##### Provided records

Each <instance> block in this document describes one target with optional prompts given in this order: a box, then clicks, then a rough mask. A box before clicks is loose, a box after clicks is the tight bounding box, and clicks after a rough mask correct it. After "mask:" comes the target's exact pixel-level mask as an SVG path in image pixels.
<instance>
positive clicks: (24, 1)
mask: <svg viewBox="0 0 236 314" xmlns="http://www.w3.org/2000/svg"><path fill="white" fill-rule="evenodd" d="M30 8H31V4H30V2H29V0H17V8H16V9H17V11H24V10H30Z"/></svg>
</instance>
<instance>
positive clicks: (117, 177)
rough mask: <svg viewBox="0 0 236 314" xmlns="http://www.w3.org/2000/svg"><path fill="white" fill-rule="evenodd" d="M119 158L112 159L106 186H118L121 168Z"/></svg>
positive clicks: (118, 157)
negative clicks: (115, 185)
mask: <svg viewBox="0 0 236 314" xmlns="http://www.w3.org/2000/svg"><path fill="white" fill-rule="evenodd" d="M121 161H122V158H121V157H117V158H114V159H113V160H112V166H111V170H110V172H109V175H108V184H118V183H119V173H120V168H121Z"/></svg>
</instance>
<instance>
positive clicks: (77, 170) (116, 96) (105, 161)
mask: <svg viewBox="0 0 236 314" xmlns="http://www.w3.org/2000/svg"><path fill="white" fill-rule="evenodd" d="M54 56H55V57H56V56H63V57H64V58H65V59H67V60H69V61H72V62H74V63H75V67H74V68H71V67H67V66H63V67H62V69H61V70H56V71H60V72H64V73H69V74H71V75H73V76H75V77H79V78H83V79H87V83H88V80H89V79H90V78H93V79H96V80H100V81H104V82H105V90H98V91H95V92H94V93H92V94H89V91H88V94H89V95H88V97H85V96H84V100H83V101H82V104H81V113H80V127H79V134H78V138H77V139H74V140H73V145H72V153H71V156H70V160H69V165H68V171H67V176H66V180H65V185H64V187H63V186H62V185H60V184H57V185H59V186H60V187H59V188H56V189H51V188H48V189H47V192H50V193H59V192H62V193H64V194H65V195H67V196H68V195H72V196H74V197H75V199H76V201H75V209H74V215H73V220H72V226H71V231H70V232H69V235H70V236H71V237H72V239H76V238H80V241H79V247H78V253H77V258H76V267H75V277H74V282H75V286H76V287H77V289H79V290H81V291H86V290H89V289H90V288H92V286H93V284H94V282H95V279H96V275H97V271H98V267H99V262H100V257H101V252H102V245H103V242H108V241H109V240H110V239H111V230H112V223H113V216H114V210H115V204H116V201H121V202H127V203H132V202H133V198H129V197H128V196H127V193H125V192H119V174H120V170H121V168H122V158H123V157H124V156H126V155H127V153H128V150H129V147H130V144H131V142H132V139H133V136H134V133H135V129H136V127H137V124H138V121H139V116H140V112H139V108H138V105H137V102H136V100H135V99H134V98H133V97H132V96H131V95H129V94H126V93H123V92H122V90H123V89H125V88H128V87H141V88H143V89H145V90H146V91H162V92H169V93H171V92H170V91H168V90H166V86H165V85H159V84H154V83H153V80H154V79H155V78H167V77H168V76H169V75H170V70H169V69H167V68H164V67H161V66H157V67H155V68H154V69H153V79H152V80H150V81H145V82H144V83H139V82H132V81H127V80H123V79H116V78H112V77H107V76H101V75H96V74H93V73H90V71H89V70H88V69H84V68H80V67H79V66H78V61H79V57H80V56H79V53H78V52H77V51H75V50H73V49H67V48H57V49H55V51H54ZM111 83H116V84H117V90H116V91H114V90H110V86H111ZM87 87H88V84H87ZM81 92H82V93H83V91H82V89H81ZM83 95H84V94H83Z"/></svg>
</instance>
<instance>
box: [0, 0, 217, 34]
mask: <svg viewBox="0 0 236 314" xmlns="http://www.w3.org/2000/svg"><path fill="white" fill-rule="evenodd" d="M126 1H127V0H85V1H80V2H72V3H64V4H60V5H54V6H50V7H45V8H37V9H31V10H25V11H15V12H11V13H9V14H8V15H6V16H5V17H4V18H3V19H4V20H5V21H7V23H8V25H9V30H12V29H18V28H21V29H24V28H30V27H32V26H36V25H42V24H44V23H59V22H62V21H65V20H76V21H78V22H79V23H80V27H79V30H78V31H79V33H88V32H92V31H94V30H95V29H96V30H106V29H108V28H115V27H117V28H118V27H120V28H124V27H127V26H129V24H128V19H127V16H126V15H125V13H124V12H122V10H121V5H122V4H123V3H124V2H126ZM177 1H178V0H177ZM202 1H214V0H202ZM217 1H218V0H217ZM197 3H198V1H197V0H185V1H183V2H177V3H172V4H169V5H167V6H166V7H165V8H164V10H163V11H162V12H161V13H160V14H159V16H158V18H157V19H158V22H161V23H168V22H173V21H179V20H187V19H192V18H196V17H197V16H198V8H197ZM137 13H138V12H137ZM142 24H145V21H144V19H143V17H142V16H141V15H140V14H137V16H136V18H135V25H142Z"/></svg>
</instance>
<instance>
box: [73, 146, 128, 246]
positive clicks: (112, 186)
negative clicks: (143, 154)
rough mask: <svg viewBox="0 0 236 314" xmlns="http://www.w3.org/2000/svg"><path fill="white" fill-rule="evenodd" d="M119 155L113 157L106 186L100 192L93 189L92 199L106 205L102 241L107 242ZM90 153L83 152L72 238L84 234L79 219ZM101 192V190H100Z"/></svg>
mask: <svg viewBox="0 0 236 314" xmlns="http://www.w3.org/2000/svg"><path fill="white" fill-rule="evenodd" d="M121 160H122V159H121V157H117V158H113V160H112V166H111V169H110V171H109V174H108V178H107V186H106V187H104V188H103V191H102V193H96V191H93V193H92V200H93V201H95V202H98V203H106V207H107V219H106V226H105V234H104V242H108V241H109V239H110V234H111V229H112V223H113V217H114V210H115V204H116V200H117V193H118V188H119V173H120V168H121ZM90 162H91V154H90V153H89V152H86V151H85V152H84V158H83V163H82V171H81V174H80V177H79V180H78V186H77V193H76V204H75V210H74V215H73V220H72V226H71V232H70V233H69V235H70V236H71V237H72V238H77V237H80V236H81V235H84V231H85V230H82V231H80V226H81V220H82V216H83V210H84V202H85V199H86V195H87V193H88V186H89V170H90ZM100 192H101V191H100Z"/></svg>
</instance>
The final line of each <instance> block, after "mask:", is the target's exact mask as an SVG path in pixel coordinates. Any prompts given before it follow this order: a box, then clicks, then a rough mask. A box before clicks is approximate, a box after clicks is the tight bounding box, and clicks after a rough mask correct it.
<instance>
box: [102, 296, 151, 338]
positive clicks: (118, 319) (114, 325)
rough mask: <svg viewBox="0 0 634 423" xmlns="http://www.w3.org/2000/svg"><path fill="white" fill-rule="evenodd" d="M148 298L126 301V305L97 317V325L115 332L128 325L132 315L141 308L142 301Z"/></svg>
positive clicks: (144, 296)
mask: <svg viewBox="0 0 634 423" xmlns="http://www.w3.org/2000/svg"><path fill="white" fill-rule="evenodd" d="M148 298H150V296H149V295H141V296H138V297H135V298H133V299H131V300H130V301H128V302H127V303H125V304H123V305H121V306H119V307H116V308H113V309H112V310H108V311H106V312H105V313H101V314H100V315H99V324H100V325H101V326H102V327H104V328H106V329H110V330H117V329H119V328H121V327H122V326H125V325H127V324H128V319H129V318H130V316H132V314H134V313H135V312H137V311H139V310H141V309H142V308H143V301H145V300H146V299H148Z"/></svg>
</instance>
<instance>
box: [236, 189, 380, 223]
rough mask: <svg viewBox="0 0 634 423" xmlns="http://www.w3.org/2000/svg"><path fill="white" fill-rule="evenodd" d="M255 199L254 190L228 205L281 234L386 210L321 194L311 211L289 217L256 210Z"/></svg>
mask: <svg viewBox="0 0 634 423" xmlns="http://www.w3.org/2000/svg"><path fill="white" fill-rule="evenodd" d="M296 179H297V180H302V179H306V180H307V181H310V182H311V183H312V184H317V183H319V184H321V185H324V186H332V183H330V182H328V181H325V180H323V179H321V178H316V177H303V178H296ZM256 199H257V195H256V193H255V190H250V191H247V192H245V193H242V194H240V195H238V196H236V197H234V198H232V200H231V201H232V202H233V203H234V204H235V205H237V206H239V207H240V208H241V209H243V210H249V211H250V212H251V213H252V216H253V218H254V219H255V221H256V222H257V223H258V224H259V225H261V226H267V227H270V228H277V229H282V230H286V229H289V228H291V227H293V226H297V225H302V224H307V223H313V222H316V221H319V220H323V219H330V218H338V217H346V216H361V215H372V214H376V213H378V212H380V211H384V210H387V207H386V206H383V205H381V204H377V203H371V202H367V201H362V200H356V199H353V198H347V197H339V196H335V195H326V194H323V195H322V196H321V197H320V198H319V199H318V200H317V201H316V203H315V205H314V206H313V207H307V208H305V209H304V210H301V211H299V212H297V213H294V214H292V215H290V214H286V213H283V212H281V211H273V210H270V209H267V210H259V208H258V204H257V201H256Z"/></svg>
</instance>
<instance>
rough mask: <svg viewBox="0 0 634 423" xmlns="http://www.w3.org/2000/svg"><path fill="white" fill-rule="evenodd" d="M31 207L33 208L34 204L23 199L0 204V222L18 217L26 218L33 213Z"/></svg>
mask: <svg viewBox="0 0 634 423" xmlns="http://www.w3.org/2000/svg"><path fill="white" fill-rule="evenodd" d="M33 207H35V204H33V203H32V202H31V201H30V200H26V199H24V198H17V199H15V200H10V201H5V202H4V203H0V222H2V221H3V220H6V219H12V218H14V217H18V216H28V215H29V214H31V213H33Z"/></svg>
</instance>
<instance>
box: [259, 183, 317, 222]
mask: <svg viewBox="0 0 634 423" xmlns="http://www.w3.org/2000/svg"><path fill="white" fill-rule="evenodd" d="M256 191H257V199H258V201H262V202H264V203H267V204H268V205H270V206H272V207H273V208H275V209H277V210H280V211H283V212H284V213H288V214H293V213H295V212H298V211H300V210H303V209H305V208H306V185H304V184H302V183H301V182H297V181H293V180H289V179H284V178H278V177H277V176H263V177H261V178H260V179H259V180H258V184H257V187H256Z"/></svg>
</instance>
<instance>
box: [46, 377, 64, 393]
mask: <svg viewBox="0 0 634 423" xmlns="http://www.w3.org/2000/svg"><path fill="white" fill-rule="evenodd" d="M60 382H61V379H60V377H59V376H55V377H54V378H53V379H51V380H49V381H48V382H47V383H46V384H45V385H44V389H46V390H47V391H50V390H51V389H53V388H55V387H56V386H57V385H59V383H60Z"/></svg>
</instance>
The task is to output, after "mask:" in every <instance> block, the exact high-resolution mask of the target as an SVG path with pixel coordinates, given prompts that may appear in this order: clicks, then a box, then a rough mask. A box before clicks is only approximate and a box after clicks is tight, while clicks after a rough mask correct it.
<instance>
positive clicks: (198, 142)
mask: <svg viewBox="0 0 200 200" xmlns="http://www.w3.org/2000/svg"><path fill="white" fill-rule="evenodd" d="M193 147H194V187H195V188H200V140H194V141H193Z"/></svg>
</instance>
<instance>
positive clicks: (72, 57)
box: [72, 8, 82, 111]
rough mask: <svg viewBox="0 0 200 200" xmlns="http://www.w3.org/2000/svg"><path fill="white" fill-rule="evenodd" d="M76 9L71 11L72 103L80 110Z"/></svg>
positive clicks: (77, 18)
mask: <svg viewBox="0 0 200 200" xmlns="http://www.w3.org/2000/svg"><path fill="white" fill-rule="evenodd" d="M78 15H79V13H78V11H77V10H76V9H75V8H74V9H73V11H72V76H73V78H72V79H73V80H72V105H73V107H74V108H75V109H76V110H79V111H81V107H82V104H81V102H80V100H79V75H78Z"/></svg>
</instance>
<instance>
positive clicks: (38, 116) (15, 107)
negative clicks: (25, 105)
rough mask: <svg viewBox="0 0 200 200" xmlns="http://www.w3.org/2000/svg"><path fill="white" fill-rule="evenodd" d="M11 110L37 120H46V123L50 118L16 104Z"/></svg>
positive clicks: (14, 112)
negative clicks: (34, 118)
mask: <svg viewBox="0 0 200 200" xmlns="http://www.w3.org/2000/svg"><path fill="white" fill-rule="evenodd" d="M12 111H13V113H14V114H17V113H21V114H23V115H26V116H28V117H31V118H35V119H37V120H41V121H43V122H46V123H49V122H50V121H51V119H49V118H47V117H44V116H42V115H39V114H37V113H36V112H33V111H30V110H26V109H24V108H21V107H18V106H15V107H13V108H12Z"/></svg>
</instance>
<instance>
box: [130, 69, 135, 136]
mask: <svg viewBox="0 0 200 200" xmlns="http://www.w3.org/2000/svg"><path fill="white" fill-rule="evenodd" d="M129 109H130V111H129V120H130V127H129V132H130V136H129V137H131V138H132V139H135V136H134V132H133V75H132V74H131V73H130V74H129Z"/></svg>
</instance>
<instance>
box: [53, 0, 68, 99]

##########

■ Problem to solve ■
Look over the material and return every line where the word "bounding" is found.

■ Result of this task ■
Each <instance> block in this document describes one target with optional prompts given in this order: a box, then clicks, then a rough mask. A box before clicks is loose, a box after clicks is the tight bounding box, and clicks after a rough mask correct it. After "mask:" comes the target's exact pixel-level mask as an SVG path in image pixels.
The final line of each <instance> block, after "mask:", is the target's exact mask as an SVG path in pixel coordinates. Any prompts given before it follow this order: a box, then clicks, then a rough mask. A box before clicks is approximate, a box after clicks is the tight bounding box, and clicks after a rough mask correct it.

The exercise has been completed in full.